**TASK BRIEF**
Repeat every record word for word and omit the images.

Saved entries:
'''

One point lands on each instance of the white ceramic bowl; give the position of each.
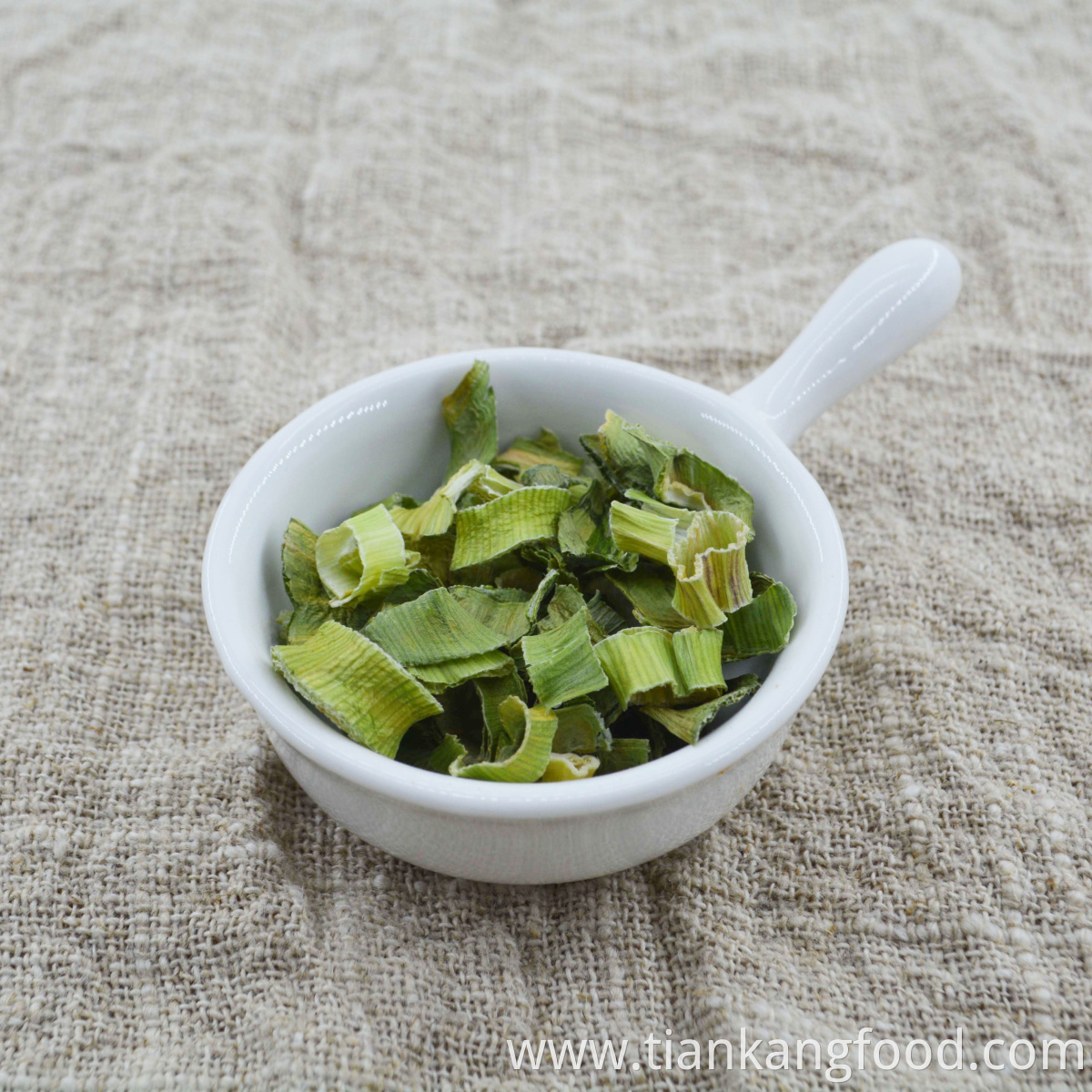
(385, 434)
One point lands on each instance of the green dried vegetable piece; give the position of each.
(580, 730)
(364, 556)
(687, 724)
(634, 457)
(546, 585)
(533, 730)
(698, 655)
(450, 751)
(419, 582)
(470, 412)
(448, 672)
(561, 663)
(502, 610)
(763, 625)
(369, 696)
(647, 667)
(640, 666)
(689, 481)
(431, 629)
(583, 531)
(547, 474)
(622, 754)
(310, 601)
(571, 767)
(563, 604)
(438, 513)
(491, 693)
(710, 567)
(547, 449)
(494, 529)
(642, 532)
(651, 592)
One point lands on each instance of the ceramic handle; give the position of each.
(883, 308)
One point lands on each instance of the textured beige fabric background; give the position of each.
(212, 216)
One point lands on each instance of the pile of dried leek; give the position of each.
(530, 622)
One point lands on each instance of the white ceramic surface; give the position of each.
(383, 434)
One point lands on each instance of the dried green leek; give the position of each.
(540, 616)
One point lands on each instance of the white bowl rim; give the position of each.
(792, 678)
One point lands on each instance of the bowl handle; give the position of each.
(883, 308)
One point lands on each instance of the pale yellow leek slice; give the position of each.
(470, 412)
(546, 450)
(489, 531)
(763, 625)
(642, 532)
(533, 730)
(687, 724)
(430, 629)
(561, 662)
(710, 565)
(364, 556)
(367, 693)
(562, 767)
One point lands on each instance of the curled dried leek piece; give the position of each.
(524, 579)
(562, 767)
(763, 625)
(562, 664)
(369, 696)
(470, 412)
(547, 449)
(528, 757)
(431, 629)
(364, 556)
(687, 724)
(489, 531)
(647, 667)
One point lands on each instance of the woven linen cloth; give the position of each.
(211, 216)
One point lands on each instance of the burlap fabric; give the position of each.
(212, 216)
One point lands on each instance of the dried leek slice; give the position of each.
(710, 563)
(489, 531)
(622, 754)
(647, 667)
(763, 623)
(634, 458)
(651, 592)
(687, 724)
(364, 556)
(689, 481)
(562, 767)
(369, 694)
(582, 531)
(642, 532)
(533, 730)
(470, 412)
(448, 672)
(431, 629)
(547, 449)
(562, 664)
(502, 610)
(491, 693)
(310, 601)
(580, 730)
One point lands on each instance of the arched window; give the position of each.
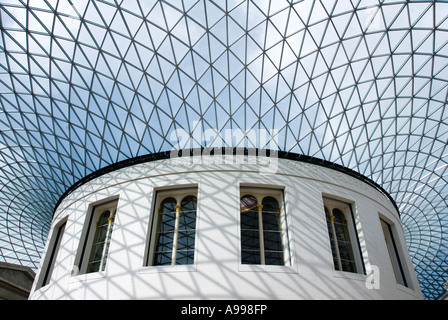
(101, 241)
(176, 229)
(342, 243)
(261, 231)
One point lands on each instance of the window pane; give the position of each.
(162, 258)
(247, 203)
(272, 234)
(100, 245)
(165, 232)
(344, 243)
(250, 240)
(274, 258)
(185, 257)
(272, 240)
(185, 240)
(250, 257)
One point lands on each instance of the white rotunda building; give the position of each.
(226, 225)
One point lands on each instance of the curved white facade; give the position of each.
(215, 269)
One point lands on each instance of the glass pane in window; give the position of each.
(274, 258)
(250, 257)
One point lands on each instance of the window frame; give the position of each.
(260, 193)
(394, 253)
(50, 260)
(179, 194)
(95, 212)
(346, 207)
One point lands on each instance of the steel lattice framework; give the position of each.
(88, 83)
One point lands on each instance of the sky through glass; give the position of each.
(85, 84)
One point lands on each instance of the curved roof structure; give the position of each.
(361, 83)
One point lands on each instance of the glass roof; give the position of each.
(85, 84)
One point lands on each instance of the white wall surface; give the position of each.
(217, 272)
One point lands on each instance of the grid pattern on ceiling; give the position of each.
(85, 84)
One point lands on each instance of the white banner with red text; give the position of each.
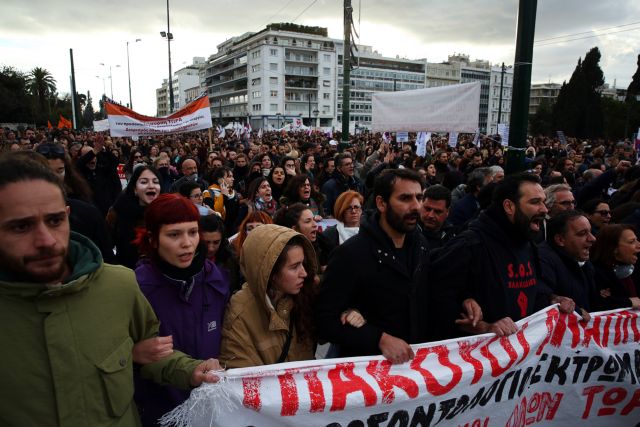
(125, 122)
(556, 370)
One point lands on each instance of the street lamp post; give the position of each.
(104, 91)
(169, 37)
(110, 77)
(129, 73)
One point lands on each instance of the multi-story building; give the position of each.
(476, 71)
(542, 91)
(371, 73)
(162, 99)
(283, 72)
(443, 74)
(182, 80)
(499, 93)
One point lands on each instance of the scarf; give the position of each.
(345, 233)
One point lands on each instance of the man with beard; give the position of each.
(434, 213)
(73, 326)
(380, 272)
(494, 262)
(564, 260)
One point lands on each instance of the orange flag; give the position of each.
(64, 123)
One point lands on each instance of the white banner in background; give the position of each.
(444, 109)
(555, 371)
(101, 125)
(453, 139)
(125, 122)
(503, 131)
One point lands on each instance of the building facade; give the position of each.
(542, 92)
(182, 80)
(272, 77)
(500, 96)
(371, 73)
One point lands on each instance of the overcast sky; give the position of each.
(39, 33)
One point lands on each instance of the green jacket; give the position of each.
(66, 355)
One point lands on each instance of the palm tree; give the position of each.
(42, 85)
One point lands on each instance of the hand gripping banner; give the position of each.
(556, 370)
(125, 122)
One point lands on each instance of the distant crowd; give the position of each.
(182, 255)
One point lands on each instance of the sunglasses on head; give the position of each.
(51, 150)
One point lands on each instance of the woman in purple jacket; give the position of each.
(186, 290)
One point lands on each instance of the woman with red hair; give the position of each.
(186, 290)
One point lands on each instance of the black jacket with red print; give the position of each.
(492, 262)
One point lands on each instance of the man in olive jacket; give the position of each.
(68, 321)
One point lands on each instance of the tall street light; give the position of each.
(129, 73)
(169, 37)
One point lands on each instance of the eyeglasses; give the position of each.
(51, 150)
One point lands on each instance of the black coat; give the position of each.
(367, 273)
(491, 263)
(565, 277)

'''

**TASK RESPONSE**
One point lands on each instance of the white ceramic bowl; give the position of each.
(385, 434)
One point lands on each instance of the green dried vegetable piece; give the position of each.
(580, 730)
(364, 556)
(687, 724)
(634, 457)
(546, 585)
(533, 730)
(698, 655)
(450, 751)
(419, 582)
(470, 412)
(448, 672)
(561, 663)
(502, 610)
(763, 625)
(369, 696)
(647, 667)
(640, 666)
(689, 481)
(431, 629)
(583, 531)
(547, 474)
(622, 754)
(310, 601)
(571, 767)
(563, 604)
(438, 513)
(491, 693)
(710, 567)
(547, 449)
(494, 529)
(642, 532)
(651, 592)
One point lands on each instance of the ceramic handle; give the position of each.
(883, 308)
One point lands on each instance of the textured beige fabric background; give the position of each.
(212, 216)
One point lands on each instance of the pile of dried leek; give the position of each.
(530, 622)
One point lands on each instance of the white ceramic surface; give the position of each.
(383, 434)
One point lands on each instance of the dried green leek; give the position of each.
(540, 616)
One point lands on each instance of the white bowl rim; give the position of each.
(792, 678)
One point lands on each instance of the bowl handle; give the position of each.
(883, 308)
One point lands on each instance of the pale yellow leek slice; give the position of each.
(470, 412)
(546, 450)
(489, 531)
(763, 625)
(642, 532)
(533, 730)
(687, 724)
(430, 629)
(561, 662)
(710, 565)
(364, 556)
(367, 693)
(562, 767)
One point lands on each instance of the curled dried leek piece; give the position of each.
(524, 579)
(562, 767)
(763, 625)
(562, 664)
(369, 696)
(470, 412)
(547, 449)
(528, 757)
(431, 629)
(364, 556)
(687, 724)
(489, 531)
(647, 667)
One point lands on each instance of the woven linen cloth; give the position of each.
(211, 216)
One point lands on each instance of the burlap fabric; give the position of each.
(212, 216)
One point lands on each instance of the dried leek slice; give the position of each.
(710, 563)
(489, 531)
(622, 754)
(647, 667)
(763, 623)
(634, 458)
(651, 592)
(687, 724)
(364, 556)
(689, 481)
(562, 767)
(369, 694)
(582, 531)
(642, 532)
(533, 730)
(470, 412)
(448, 672)
(431, 629)
(547, 449)
(562, 664)
(502, 610)
(491, 693)
(310, 601)
(580, 730)
One point lands on each instance of the arched window; give the position of each.
(101, 241)
(176, 229)
(342, 243)
(261, 231)
One point lands on each instance of the window pane; give the position of each.
(162, 258)
(247, 203)
(272, 234)
(100, 245)
(165, 232)
(344, 243)
(250, 240)
(274, 258)
(185, 257)
(272, 240)
(185, 240)
(250, 257)
One point lands on each instance of the white rotunda building; give the position of each.
(226, 225)
One point lands on each instance of the curved white facade; give the position of each.
(215, 269)
One point lands on each instance of the glass pane in window; give the position of each.
(274, 258)
(250, 257)
One point lands on each instance of the window frame; give the position of each.
(260, 193)
(394, 253)
(50, 260)
(179, 194)
(95, 212)
(346, 207)
One point lands on each instance of the steel lattice framework; give the position of each.
(88, 83)
One point lands on each instance of the sky through glass; give the position of each.
(85, 84)
One point lands on each instance of the curved roof structure; give the position of each.
(361, 83)
One point lands on each instance of the glass roof; give the position of each.
(85, 84)
One point lands on each instance of the white wall surface; give the position of each.
(217, 272)
One point lands on each instance of the grid pattern on ceiling; give the position of each.
(85, 84)
One point lands on each instance of the white banner with red text; give the position of each.
(125, 122)
(556, 370)
One point lands on each instance of the street lamp post; give the position of each.
(104, 91)
(169, 37)
(110, 77)
(129, 73)
One point lands on each instance of the multi-story building; give the position of each.
(476, 71)
(542, 91)
(371, 73)
(162, 99)
(283, 72)
(443, 74)
(182, 80)
(499, 93)
One point lands on each instance of the scarf; give the position of each.
(345, 233)
One point lands on each instance of the man with beard; give the position of each.
(434, 213)
(73, 326)
(380, 272)
(494, 262)
(564, 260)
One point lands on each instance of the orange flag; give the position of each.
(64, 123)
One point lands on each instance of the white banner in background; give the position of each.
(444, 109)
(555, 371)
(101, 125)
(453, 139)
(125, 122)
(503, 131)
One point lands on each instance of the building facade; give the position of each.
(542, 92)
(182, 80)
(272, 77)
(500, 96)
(371, 73)
One point lands on each instance of the overcast sky; give the position of each.
(39, 33)
One point lands on each instance of the green jacket; give the position of each.
(66, 355)
One point lands on each instance of the palm tree; give the position of each.
(42, 85)
One point lands on each instance of the hand gripping banner; give the position of each.
(556, 370)
(125, 122)
One point lands on each instance of the distant crowd; give the position of each.
(182, 255)
One point lands on each instance of the sunglasses on head; give the position of each.
(51, 150)
One point lands on each instance of the woman in purple jacket; give the position of each.
(186, 290)
One point lands on each instance of the woman with red hair; give the position of each.
(186, 290)
One point lands on each instance of the black jacket with red print; give the position of each.
(492, 262)
One point lands on each instance of the man in olive jacket; give the position of each.
(68, 321)
One point lands on each instance of the tall street light; give the position of each.
(129, 73)
(169, 37)
One point lands on each instance of the eyeglasses; give the position of each.
(51, 150)
One point lands on each instance of the black coat; give the position of each.
(367, 273)
(491, 263)
(565, 277)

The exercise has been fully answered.